• **Records for processing**

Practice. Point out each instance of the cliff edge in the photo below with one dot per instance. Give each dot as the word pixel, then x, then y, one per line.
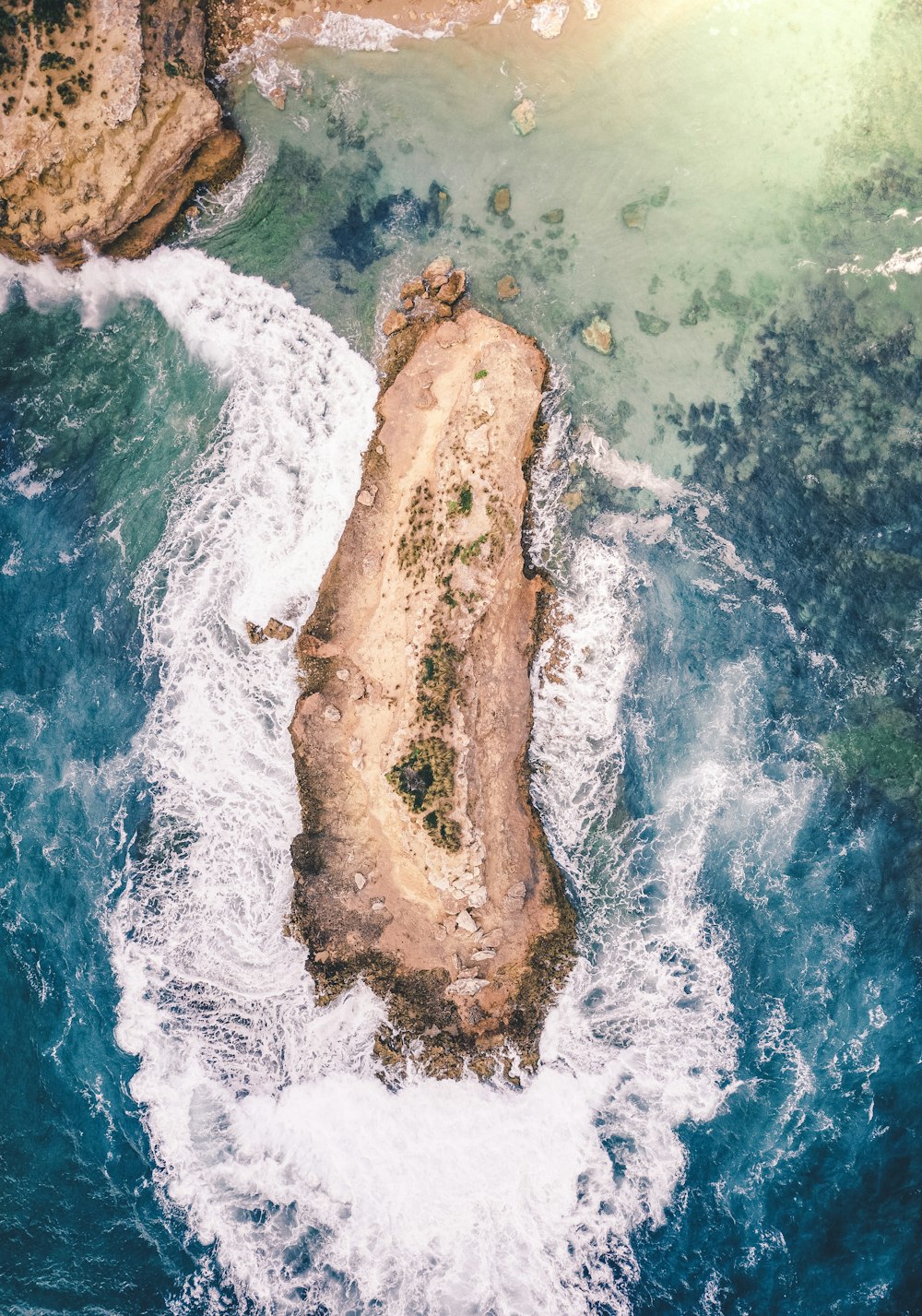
pixel 422 866
pixel 105 124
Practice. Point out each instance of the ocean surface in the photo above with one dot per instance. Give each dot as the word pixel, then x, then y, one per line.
pixel 727 1115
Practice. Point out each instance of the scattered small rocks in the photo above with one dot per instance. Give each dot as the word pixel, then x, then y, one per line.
pixel 465 923
pixel 433 295
pixel 524 120
pixel 597 335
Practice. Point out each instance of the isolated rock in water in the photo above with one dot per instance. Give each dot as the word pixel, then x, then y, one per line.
pixel 437 271
pixel 428 611
pixel 394 323
pixel 275 629
pixel 440 200
pixel 597 335
pixel 500 199
pixel 108 126
pixel 697 310
pixel 635 215
pixel 651 324
pixel 524 117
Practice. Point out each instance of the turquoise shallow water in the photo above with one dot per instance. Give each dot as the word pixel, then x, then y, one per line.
pixel 727 1113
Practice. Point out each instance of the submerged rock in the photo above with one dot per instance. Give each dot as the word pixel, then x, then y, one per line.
pixel 697 310
pixel 597 335
pixel 275 629
pixel 524 119
pixel 394 323
pixel 654 326
pixel 634 216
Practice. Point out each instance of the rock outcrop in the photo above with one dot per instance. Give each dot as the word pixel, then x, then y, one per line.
pixel 421 865
pixel 107 124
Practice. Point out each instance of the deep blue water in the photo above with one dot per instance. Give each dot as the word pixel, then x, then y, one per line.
pixel 788 672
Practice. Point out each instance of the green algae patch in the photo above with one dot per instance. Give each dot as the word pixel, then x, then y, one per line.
pixel 884 754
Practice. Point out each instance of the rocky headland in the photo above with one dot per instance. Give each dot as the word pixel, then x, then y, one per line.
pixel 107 125
pixel 421 865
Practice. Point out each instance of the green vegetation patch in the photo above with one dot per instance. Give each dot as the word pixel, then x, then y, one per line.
pixel 463 503
pixel 425 780
pixel 885 754
pixel 438 678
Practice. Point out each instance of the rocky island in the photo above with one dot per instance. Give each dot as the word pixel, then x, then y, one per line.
pixel 421 866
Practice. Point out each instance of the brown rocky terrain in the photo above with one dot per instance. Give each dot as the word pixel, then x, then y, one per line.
pixel 422 866
pixel 107 124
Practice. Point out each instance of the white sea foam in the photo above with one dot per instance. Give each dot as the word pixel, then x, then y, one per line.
pixel 353 31
pixel 549 18
pixel 312 1178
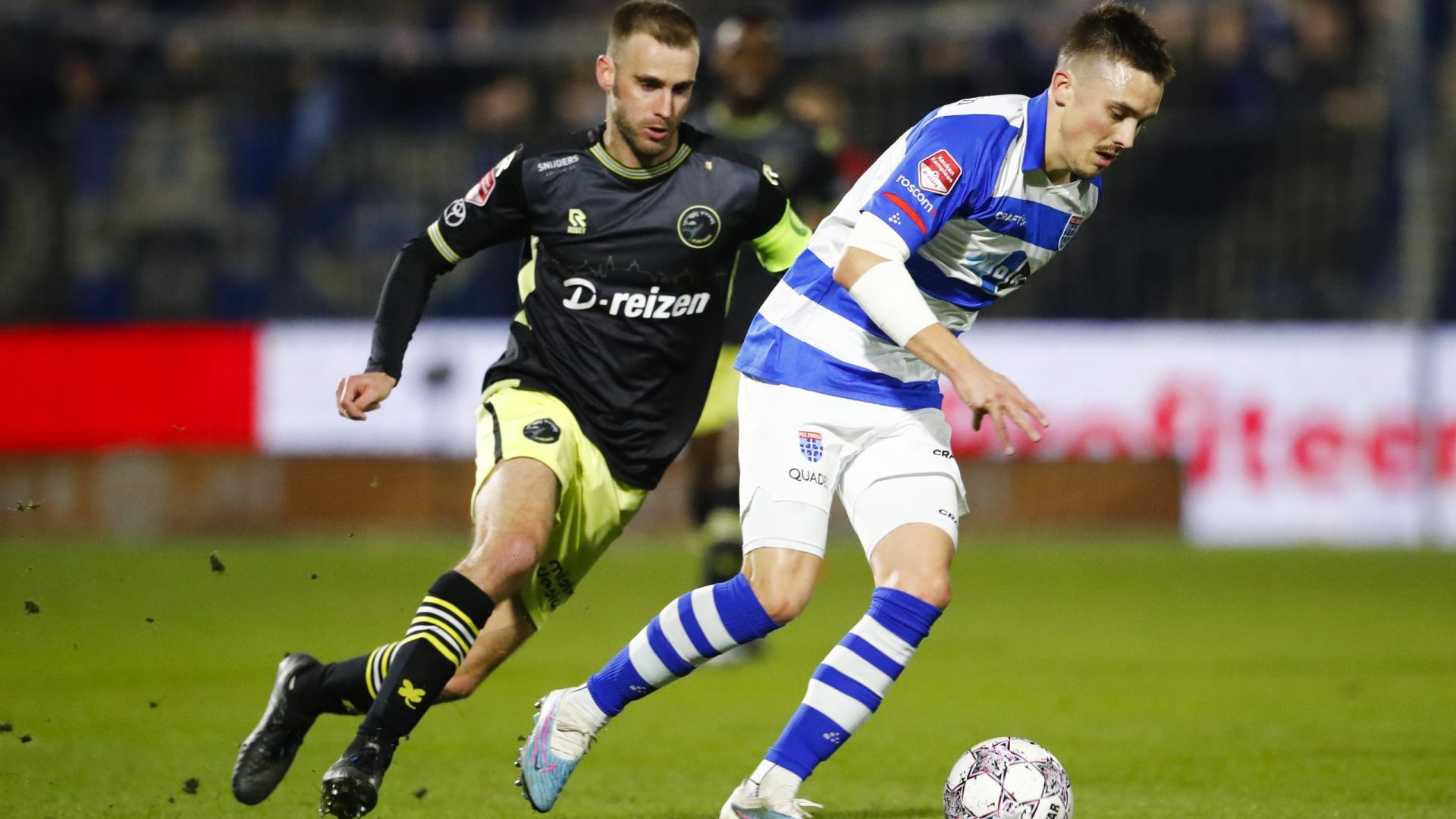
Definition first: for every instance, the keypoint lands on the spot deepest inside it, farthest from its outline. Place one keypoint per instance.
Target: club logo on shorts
(1069, 231)
(811, 445)
(938, 172)
(542, 430)
(698, 226)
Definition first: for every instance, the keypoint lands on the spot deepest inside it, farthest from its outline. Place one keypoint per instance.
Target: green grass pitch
(1172, 682)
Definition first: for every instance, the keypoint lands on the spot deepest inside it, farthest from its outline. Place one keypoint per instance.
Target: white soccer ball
(1008, 779)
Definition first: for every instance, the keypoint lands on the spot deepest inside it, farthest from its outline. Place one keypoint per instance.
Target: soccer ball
(1008, 779)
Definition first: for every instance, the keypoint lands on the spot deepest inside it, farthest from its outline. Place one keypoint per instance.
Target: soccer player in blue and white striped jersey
(840, 394)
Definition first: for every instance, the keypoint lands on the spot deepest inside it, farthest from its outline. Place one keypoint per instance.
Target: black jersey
(807, 174)
(623, 286)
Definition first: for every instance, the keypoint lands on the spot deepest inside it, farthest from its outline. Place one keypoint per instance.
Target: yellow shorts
(721, 407)
(593, 506)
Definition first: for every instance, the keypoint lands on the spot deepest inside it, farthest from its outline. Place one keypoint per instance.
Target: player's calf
(688, 632)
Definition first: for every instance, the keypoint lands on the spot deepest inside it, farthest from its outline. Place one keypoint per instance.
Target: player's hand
(363, 394)
(992, 394)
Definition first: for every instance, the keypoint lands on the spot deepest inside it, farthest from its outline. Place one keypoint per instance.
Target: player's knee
(783, 599)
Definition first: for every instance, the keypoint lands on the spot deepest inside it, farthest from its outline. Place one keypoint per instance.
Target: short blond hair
(664, 22)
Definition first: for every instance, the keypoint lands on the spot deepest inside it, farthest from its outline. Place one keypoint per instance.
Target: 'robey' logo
(651, 305)
(807, 475)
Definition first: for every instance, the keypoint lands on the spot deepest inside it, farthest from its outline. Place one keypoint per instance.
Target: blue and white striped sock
(854, 678)
(692, 630)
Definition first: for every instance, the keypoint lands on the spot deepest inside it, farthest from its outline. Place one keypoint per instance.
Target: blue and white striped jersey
(965, 191)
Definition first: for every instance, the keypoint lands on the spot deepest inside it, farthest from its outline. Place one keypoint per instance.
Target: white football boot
(745, 803)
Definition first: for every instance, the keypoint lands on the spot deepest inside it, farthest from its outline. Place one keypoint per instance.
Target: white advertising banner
(1288, 433)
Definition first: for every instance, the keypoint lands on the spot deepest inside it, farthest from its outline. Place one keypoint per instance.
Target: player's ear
(1062, 88)
(606, 74)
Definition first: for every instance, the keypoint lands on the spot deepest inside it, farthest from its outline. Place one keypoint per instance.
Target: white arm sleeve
(892, 300)
(871, 234)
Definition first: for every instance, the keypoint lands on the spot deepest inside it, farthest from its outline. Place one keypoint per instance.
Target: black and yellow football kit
(623, 290)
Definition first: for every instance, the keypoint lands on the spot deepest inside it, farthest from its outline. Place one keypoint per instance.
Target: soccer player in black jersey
(746, 64)
(629, 232)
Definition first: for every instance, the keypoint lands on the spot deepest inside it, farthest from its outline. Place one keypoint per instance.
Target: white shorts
(797, 449)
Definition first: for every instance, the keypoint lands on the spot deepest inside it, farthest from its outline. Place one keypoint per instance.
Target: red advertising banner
(83, 390)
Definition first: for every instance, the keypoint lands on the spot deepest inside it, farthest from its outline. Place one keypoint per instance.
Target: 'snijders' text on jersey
(967, 193)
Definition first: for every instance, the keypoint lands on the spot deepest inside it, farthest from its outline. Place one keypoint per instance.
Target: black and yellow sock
(347, 687)
(419, 665)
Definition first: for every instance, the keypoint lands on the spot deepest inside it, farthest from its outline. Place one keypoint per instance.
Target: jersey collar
(1034, 156)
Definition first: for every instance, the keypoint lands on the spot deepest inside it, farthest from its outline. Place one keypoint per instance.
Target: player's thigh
(905, 475)
(916, 560)
(788, 468)
(506, 630)
(526, 453)
(593, 510)
(721, 404)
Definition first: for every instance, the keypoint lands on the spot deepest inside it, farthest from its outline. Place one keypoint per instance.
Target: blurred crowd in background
(243, 159)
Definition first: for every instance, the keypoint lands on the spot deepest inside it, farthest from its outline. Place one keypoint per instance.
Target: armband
(892, 300)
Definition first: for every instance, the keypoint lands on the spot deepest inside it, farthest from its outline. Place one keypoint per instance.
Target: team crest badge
(811, 445)
(938, 172)
(1069, 231)
(542, 430)
(698, 226)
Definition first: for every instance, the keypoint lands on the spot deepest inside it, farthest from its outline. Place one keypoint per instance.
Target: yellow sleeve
(783, 242)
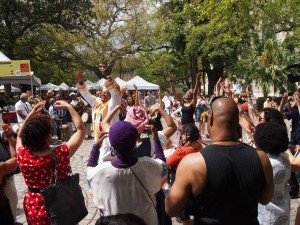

• **Assigned task**
Because only the text is wanted, repeat all the entries exactly and leave out the pictures.

• **Task solution**
Practice. Point out each instance of the cliff edge in the photo below with one dot per instance. Give each dot as the word pixel, then x, then y, one per line.
pixel 422 866
pixel 105 124
Practice. Point out each instance of the ocean surface in the photo above with one dot per instance. Give each dot as the word pixel, then x, then y, one per line.
pixel 727 1115
Practice. Point out each instance of the scattered small rocks in the photo above with one dot per instance. Give each dot as the word pixel, then x, then y, one per line.
pixel 465 923
pixel 433 295
pixel 524 120
pixel 597 335
Practice. Point out each instance of the isolated rock in water in the photo above with one dot per instance. Give each dot as the word pixel, then x, then y, one per line.
pixel 437 271
pixel 428 611
pixel 394 323
pixel 275 629
pixel 440 200
pixel 597 335
pixel 500 199
pixel 108 126
pixel 697 310
pixel 635 215
pixel 651 324
pixel 524 117
Practice. Point out each instance of the turquoise shallow water in the photo above with one dot per instance. Give each dot as the word pixel, then x, then y, one per line.
pixel 727 1113
Practice. Point out each instance of the submerged rock in the photo above with one dot per instance. Give each dot as the word pixel, then x, then y, one per line.
pixel 697 310
pixel 597 335
pixel 275 629
pixel 524 119
pixel 394 323
pixel 654 326
pixel 634 216
Practice. Point out each instance of the rock outcrop in the photo above with one dot per instance. Give each dot as the word pixel, then x, then y, one per line.
pixel 421 865
pixel 107 124
Practice. Point out each instance of the deep blue water in the photo above with one dot per instance. Give each dot as the word pixel, then x, then y, one per line.
pixel 788 672
Practice. Point out each instance of the green algae patch in the photo above with one dot per instance. Give each dot as the word pixel, then x, then y, one per line.
pixel 884 754
Practice. Point out each instance of the rocky headland in the photo above with one dot per instance. Give each dot as the word pixel, then x, then y, one per line.
pixel 107 125
pixel 421 865
Practice. Point out each instance of the green vegetation patch in the photo above with one dot per instance. Give each dot as the word pixel, then x, then y, one per line.
pixel 463 503
pixel 425 780
pixel 885 754
pixel 438 678
Practice. Point out each instance of the rocky island in the photo above with one dot per instance. Give each dot as the word pixel, then x, then y, one per line.
pixel 421 866
Practice. Point out each instance of the brown rocky terrain in the photo above with one dot per instance. Give each dot as the word pixel, then x, then y, one per line.
pixel 422 866
pixel 107 124
Practice. Point out each instance of the white sea foam in the photo above with one dot per instance. Give each dot as the word pixel, then x, then y, one per line.
pixel 353 31
pixel 549 18
pixel 312 1178
Definition first: for every instance, the keypoint lands on the spot deepest inside it, farthest from its outline. Place one keypoint per instance.
Target: club logo on shorts
(1069, 231)
(811, 445)
(938, 172)
(542, 430)
(698, 226)
Definition first: for every instance, the keypoint lands on the spot deepest inside it, farthest from its outline. Place one keypoint per instance.
Target: green grass pitch
(1172, 682)
Definition first: for every instance, the keypoint lands on the spot deepest inside it, farthest from its outline. Place one keypoint per instance.
Target: white soccer ball
(1008, 779)
Definition first: for every instance, the keypoint lands on the spot deepest inside it, farthest from its outline. Place one keypoint per instance.
Target: soccer ball
(1008, 779)
Definition first: for every instance, the keypoint lands on the spot deepest inside it, farthest from its outline. Place one keypoint per instance.
Target: soccer player in blue and white striped jersey
(840, 394)
Definition first: for every instance, the keypoint lands on the spot deepest inside it, farthest from its outline. Place one keypoint per instance.
Target: black jersey
(807, 174)
(623, 286)
Definition first: for every instance, the keypoint lands on the spot deepest inside it, farthest from its outline. Place one keypoint per instance.
Target: yellow shorts
(721, 407)
(593, 506)
Definition first: for every instance, the keypoint lands on the spot deepest inside it, farthest from its outline. Place one keypoint per instance.
Target: player's calf
(688, 632)
Definition first: for every instance, the keypoint lands on the spot deepest inside it, farthest from its outline. Place one keypoint per instance.
Target: player's hand
(363, 394)
(992, 394)
Definition first: for every instance, the keypoint lands on the spot deepest inside it, farthest from its outline. Place one keypoint per instance.
Target: player's knee
(783, 599)
Definition first: for every instance, the keypoint lands on the spot deepest inside it, farthest from its outline. Place one keypoint per instance.
Target: short blond hair
(664, 22)
Definition first: for every instance, the keypoint lands on the spot deepest inside it, farthest from its outline. Place one keypoint per instance.
Target: 'robey' logo
(651, 305)
(807, 475)
Definition first: for every instance, the keypoint lands on the spot deepest inside it, farthest from its outline. Place one keypoint per instance.
Target: blue and white striped sock
(854, 678)
(692, 630)
Definition first: for every instance, the keypoint lands on the spot deepest inside it, farthest from its outline. Place one keypoint per instance.
Target: blue and white striped jersey
(965, 191)
Definition first: for every instance, the keypoint lands on the spot deepest inside it, farthest from its outline. Place one keypoint per instance.
Target: white football boot
(745, 803)
Definition first: for every instance, the keypoint lands on the spot deepest inside it, farthest from its outline. Place one keypoint per instance.
Target: white advertising banner
(1288, 433)
Definition first: for every instance, the keypoint lands on the spot deepest inside it, farthest from its outline. Place one keypoint per instance.
Target: player's ear
(1062, 88)
(606, 74)
Definition first: for every instance, the keypoint lands on the spot deepest inside it, farthest from its outline. Place one keypoint per instance.
Target: white arm sleeve
(892, 300)
(871, 234)
Definition first: for every instance, the keypoint lands on the spot deepest inside it, farthest from its outline. Place one keypoint per instance.
Target: black and yellow football kit
(623, 290)
Definition first: for every instance, the keypoint lands on the spot deepest inside it, farthest from its outline. Place one keypoint per instance.
Target: soccer player in black jersey
(746, 64)
(629, 232)
Definition first: for every instance, the keypoint lands on the spot deepest inside it, farthest from its outline. Place one keypoint per instance.
Target: white shorts
(797, 449)
Definition first: for every instance, the keypoint lands on the spot deepest inside it, farthest from its outline. Place one keypoint per instance.
Target: red advertising banner
(83, 390)
Definition first: for every instance, the keypoint lands on the spot deepest inside it, farthest from its outline. Place one keypoint per instance.
Target: 'snijders' text on jersey
(967, 193)
Definition first: for every instance, the keypoint lands on the spot deepest inside it, farthest from its outline. Place one keypoint per instance.
Target: black and yellow sock
(347, 687)
(419, 665)
Definition first: for every instance, the keypoint lands on the spot deepest inside it, farthest from its outline. Place one keypoint per instance.
Target: jersey collar
(1034, 156)
Definition first: for every instance, the keypoint lands on the spot deepest inside it, farthest from its outline. Place one keypoint per instance.
Target: player's thigh
(905, 475)
(916, 560)
(788, 468)
(506, 630)
(526, 453)
(593, 510)
(721, 404)
Definition first: for every instance, the keypoint lands on the spot deepest inside it, farthest from its outline. Place one keypoint per instance.
Target: blurred crowd in background
(243, 159)
Definition first: for every instance, the keypoint lands on the spot deepest inside it, farthest from its outline. Place one keypoint per instance.
Target: armband
(892, 300)
Definition first: for every instance, the keypoint lands on the spot deepest inside it, farthest from its outline. Place one keypoint per instance.
Target: team crest badge
(811, 445)
(938, 172)
(1069, 231)
(542, 430)
(698, 226)
Definition first: for every instance, the keypoint lands on the spot deepest inside it, farthest from its outline. Place one keypoint per instance.
Target: yellow sleeve
(783, 242)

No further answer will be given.